- Фрагмент текста -

Его спасла только ставшая уже рефлексом постоянная готовность к неожиданному. В последний момент локти Вавилова сами непроизвольно взметнулись, словно выросшие вдруг крылья…
Он повис на локтях над колесами на буферах вагона. Поджатые ноги его едва не задевали за шпалы, их больно секли, как пули, вылетавшие из-под колес камешки гравия…
Медленно, сантиметр за сантиметром, с огромным трудом подтянувшись на дрожащих, непослушных руках, Вавилов чудом выбрался из ловушки.
Оказывается, прицепляя вагон к ташкентскому поезду, забыли поставить переходные мостки…
«Ну, судьба кочевая! — покачал головой Николай Иванович. — Не знаешь, где и что тебя ждет. Поневоле станешь фаталистом».
Аппетит у него пропал. На нетвердых, словно чужих, ногах он побрел обратно в купе, где было так покойно и чисто…
ГЛАВА СЕДЬМАЯ, в которой люди, хорошо знавшие Н.И.Вавилова, рассказывают о поразительных качествах его характера
Все, кто знал Николая Ивановича, отмечают его спокойное неколебимое мужество. Оно не покидало его в самые трудные минуты, не оставляло до конца жизни. Это мужество проявилось у Вавилова уже в юности. Когда его сестра Лидия, молодой микробиолог, умирала от черной оспы, которой она заразилась на эпидемии, он, каждую минуту рискуя жизнью, преданно ухаживал за ней до ее последнего слабого вздоха.
Таким он оставался всю жизнь. Вот что рассказывают люди, хорошо знавшие Вавилова.
«Ему всегда были глубоко противны слова «страх» и «усталость». И тем более он был строг в отношении к самому себе. Николай Иванович шел в буран в экспедиции на Памире, прекрасно сознавая, что любой неверный шаг приведет его к гибели. И на мой вопрос ответил очень просто и спокойно: «Ведь я был начальником экспедиции и должен был идти первым» (Л. П. Бреславец).
О вынужденной посадке в Сахаре, когда они всю ночь жгли костер, а вокруг расхаживал грозно рычащий лев, Николай Иванович рассказал только жене. Но его выдал донимавший некоторое время нервный тик левой стороны лица. Товарищи по работе стали тревожно расспрашивать о причинах. Пришлось рассказать им о пережитом приключении, а то оно, наверное, осталось бы неизвестным.

- Исходные данные -
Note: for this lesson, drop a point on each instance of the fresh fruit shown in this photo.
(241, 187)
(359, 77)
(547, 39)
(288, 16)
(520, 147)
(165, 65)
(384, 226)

- Ваша задача -
Процитируйте часть фрагмента о Н. И. Вавилове, начиная со слов «Аппетит у него» и заканчивая словами «последнего слабого вздоха.».

- Готовое решение -
Аппетит у него пропал. На нетвердых, словно чужих, ногах он побрел обратно в купе, где было так покойно и чисто…
ГЛАВА СЕДЬМАЯ, в которой люди, хорошо знавшие Н.И.Вавилова, рассказывают о поразительных качествах его характера
Все, кто знал Николая Ивановича, отмечают его спокойное неколебимое мужество. Оно не покидало его в самые трудные минуты, не оставляло до конца жизни. Это мужество проявилось у Вавилова уже в юности. Когда его сестра Лидия, молодой микробиолог, умирала от черной оспы, которой она заразилась на эпидемии, он, каждую минуту рискуя жизнью, преданно ухаживал за ней до ее последнего слабого вздоха.